● Required action:
Go through the records, and copy each line in which the string "riverbed" is present.

- - -

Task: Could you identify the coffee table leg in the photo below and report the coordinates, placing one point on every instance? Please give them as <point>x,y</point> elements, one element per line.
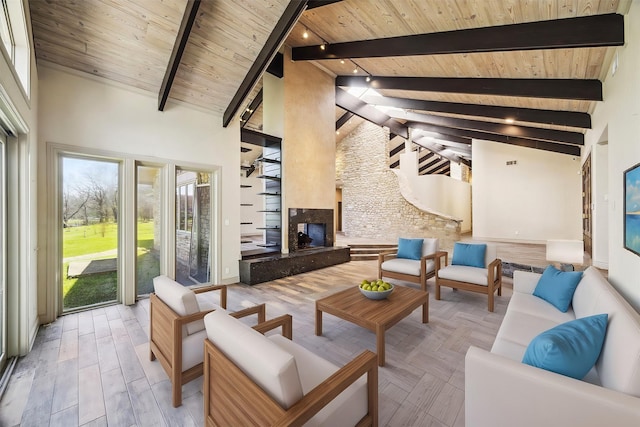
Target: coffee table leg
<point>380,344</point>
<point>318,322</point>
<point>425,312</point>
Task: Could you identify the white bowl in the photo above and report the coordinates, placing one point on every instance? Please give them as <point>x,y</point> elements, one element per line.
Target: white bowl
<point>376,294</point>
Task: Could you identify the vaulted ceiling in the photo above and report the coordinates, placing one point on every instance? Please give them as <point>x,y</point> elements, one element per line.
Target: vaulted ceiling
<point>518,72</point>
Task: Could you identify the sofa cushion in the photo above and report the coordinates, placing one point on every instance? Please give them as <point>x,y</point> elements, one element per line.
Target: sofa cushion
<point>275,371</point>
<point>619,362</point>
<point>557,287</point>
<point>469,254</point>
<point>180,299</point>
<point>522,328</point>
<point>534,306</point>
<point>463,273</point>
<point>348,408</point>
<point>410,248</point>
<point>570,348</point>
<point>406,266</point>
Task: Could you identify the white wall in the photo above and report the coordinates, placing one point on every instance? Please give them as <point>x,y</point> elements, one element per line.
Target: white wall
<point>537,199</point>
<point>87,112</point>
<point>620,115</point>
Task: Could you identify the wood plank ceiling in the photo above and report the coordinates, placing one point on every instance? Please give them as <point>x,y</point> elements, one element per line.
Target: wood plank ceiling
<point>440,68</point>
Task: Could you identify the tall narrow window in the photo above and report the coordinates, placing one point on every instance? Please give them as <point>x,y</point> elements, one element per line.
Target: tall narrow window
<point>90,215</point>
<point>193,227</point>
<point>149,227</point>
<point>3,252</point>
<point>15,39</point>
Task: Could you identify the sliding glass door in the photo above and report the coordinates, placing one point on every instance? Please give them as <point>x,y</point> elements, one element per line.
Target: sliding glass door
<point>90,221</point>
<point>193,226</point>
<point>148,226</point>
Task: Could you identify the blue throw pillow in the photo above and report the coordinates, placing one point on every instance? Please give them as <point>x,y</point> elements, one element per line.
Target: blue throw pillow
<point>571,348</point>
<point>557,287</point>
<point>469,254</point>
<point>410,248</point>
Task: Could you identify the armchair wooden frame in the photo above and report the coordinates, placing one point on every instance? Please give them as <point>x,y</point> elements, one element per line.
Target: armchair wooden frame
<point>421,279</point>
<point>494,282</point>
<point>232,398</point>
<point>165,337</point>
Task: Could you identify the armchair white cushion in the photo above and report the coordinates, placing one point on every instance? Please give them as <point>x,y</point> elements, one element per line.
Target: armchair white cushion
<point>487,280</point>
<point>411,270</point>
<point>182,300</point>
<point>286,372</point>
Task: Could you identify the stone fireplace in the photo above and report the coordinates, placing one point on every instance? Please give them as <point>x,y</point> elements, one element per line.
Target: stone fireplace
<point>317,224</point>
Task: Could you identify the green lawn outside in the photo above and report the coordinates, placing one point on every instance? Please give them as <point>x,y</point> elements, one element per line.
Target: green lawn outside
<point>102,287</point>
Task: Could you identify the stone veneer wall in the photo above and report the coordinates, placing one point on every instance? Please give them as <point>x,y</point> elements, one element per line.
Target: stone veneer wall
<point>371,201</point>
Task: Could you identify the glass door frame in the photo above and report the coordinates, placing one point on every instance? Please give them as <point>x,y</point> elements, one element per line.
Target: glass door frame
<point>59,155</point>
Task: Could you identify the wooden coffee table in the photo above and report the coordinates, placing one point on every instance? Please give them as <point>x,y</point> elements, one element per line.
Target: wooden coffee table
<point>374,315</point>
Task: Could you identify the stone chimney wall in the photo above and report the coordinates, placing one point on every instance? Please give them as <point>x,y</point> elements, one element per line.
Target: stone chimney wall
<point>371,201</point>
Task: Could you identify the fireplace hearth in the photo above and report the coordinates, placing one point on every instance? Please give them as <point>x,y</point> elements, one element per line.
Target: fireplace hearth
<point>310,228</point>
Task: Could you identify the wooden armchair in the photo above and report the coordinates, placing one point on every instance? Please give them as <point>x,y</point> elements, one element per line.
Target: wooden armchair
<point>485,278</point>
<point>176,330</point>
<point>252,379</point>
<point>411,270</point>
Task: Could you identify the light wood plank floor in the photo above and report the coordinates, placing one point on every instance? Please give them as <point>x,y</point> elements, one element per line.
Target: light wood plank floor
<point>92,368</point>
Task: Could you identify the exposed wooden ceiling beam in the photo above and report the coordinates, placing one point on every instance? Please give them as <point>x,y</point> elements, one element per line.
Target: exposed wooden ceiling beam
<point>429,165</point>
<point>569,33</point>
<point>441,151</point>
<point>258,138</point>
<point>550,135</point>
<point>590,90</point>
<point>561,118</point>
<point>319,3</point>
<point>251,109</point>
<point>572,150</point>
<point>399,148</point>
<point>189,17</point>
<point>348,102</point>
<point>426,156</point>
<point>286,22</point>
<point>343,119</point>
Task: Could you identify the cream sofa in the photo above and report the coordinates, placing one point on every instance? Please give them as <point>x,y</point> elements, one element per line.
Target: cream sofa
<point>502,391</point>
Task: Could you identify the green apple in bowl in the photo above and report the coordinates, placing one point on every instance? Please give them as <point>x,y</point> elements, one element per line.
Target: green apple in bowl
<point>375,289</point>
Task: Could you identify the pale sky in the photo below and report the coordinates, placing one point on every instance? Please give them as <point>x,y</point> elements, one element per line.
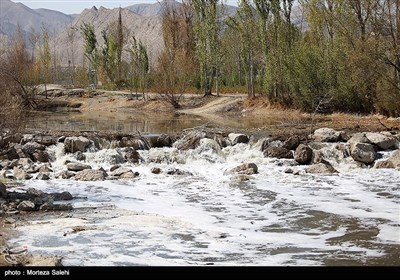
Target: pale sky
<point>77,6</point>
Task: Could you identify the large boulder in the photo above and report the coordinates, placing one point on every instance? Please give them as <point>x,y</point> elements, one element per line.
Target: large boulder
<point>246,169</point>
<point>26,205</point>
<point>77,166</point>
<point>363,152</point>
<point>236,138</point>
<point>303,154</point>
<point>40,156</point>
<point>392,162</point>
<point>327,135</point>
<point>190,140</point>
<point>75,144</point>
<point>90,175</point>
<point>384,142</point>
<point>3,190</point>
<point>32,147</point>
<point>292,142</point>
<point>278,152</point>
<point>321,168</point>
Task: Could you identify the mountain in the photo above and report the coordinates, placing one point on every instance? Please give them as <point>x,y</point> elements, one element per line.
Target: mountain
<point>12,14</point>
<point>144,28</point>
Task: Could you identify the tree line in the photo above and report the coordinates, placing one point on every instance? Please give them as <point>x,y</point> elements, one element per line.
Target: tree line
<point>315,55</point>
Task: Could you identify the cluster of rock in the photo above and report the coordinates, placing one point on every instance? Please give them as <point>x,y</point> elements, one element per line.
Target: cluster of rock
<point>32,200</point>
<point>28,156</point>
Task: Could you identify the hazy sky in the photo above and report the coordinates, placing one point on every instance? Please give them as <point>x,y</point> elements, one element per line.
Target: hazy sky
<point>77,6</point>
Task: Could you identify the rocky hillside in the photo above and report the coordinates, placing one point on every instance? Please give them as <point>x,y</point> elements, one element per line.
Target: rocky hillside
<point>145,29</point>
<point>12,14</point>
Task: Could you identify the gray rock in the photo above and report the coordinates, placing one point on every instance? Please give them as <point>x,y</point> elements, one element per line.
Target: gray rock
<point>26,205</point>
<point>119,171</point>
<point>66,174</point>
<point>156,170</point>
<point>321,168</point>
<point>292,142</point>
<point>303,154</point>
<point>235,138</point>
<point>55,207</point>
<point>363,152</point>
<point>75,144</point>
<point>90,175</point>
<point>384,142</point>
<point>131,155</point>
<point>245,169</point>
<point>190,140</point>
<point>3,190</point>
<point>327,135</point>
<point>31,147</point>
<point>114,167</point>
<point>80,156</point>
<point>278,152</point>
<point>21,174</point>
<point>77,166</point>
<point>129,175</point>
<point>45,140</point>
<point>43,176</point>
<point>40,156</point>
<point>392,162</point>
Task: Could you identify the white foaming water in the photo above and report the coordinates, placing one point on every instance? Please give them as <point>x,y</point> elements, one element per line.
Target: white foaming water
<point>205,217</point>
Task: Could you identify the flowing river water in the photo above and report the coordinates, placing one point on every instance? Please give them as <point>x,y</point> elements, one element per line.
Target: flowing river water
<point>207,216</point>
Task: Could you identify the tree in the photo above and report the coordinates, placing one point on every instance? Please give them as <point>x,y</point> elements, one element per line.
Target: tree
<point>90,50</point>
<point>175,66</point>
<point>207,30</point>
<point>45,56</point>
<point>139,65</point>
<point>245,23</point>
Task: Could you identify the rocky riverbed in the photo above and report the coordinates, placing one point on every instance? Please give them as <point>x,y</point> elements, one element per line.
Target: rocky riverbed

- - -

● Reply:
Task: Could you identify the rocky riverbed in the photo above and report the coordinates, placing one point on every instance? Please give them as <point>x,y</point> elements, one element per line.
Target: rocky riverbed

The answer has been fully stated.